Stated exercise
Reproduce the records below word for word, starting at the line that contains "Tag the black trousers" and continuing through the last line of the records.
★ ★ ★
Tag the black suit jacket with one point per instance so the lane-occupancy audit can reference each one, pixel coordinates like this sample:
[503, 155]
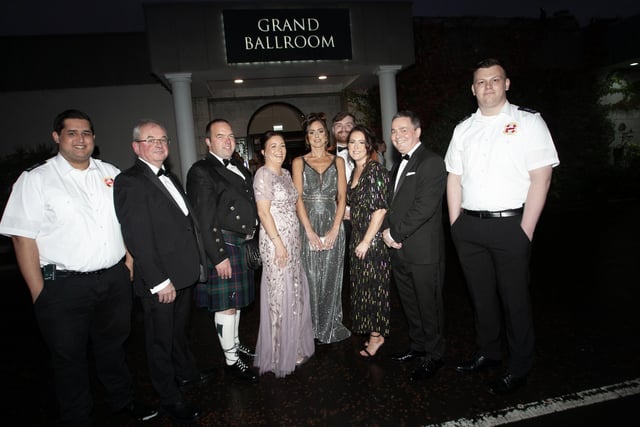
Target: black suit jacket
[161, 239]
[221, 201]
[414, 217]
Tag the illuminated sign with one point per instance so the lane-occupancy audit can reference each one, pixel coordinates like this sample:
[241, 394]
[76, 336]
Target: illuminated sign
[287, 35]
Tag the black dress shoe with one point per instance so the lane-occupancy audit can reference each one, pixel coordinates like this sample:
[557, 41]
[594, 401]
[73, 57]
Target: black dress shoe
[202, 378]
[426, 370]
[243, 349]
[478, 364]
[405, 356]
[139, 411]
[181, 411]
[241, 371]
[507, 384]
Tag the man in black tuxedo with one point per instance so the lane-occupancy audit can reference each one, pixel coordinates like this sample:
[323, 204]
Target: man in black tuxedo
[413, 229]
[161, 234]
[221, 190]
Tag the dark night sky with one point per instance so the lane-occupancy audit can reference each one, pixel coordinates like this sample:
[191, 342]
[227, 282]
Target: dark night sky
[38, 17]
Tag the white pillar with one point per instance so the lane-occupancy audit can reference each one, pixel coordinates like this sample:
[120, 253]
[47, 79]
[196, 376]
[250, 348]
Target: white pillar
[181, 88]
[388, 105]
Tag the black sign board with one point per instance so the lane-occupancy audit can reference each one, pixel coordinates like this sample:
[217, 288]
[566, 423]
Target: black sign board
[287, 35]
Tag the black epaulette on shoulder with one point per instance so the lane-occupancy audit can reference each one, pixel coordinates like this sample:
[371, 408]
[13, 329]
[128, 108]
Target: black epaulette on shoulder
[30, 168]
[465, 118]
[528, 110]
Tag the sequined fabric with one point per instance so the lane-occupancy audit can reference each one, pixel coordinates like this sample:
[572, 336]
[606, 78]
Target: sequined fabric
[370, 277]
[323, 268]
[285, 333]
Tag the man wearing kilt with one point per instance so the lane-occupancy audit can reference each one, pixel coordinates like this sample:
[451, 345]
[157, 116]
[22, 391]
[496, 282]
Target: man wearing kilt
[221, 191]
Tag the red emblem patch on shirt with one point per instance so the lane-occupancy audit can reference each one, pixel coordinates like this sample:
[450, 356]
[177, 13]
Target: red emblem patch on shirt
[510, 128]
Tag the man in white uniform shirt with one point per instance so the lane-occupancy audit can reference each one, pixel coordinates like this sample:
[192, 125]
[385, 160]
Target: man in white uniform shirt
[68, 245]
[499, 162]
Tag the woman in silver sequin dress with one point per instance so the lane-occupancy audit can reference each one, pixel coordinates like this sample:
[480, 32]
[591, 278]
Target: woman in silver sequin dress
[285, 338]
[320, 179]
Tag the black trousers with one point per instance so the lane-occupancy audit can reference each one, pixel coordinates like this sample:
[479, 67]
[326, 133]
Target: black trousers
[420, 291]
[494, 254]
[168, 353]
[71, 312]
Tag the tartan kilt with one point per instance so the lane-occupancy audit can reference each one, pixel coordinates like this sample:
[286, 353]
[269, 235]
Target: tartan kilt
[238, 291]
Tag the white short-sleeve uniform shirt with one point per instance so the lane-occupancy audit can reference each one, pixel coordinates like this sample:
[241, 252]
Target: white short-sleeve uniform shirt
[69, 212]
[494, 154]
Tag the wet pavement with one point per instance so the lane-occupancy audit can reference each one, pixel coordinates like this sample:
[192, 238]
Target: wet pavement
[585, 292]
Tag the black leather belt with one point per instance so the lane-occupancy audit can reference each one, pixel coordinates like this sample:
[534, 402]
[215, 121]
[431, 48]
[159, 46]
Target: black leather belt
[494, 214]
[69, 273]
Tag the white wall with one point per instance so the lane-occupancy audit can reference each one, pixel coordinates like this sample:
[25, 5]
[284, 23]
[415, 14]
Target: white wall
[27, 117]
★ ★ ★
Solved problem
Tag the black trousers with one point per instance so the lane-occupancy audit can reference each one, pixel coordinates like this sample:
[479, 67]
[326, 133]
Target: black trousers
[420, 291]
[494, 254]
[168, 353]
[71, 312]
Tag the tartan kilt with one point per instance so the lane-occupancy audit can reference each one, pixel coordinates like this sample:
[286, 353]
[269, 235]
Target: tartan kilt
[238, 291]
Tag the white short-sleeve uniform shirt with one point per instance so the lane-occupancy audit can reference each one, pixel coordinates like this sample:
[241, 252]
Target: white short-sleeve uniform shirt
[69, 212]
[494, 154]
Tag the wet pavement with one point per instance so the lane-occupancy audit can reference each one, pixel coordinates like this sample:
[192, 238]
Target: wet pavement
[585, 292]
Tag the black leather belt with one point per instance so the lane-occupancy audit can reference each one, pixel coordinates like this sample:
[534, 402]
[215, 121]
[431, 48]
[159, 46]
Target: black leather belt
[494, 214]
[69, 273]
Tag the white wall with one point per instance so the lane-occupancy audit can reference each one, pixel coordinates like this sample:
[25, 5]
[284, 23]
[415, 14]
Target: white wall
[27, 117]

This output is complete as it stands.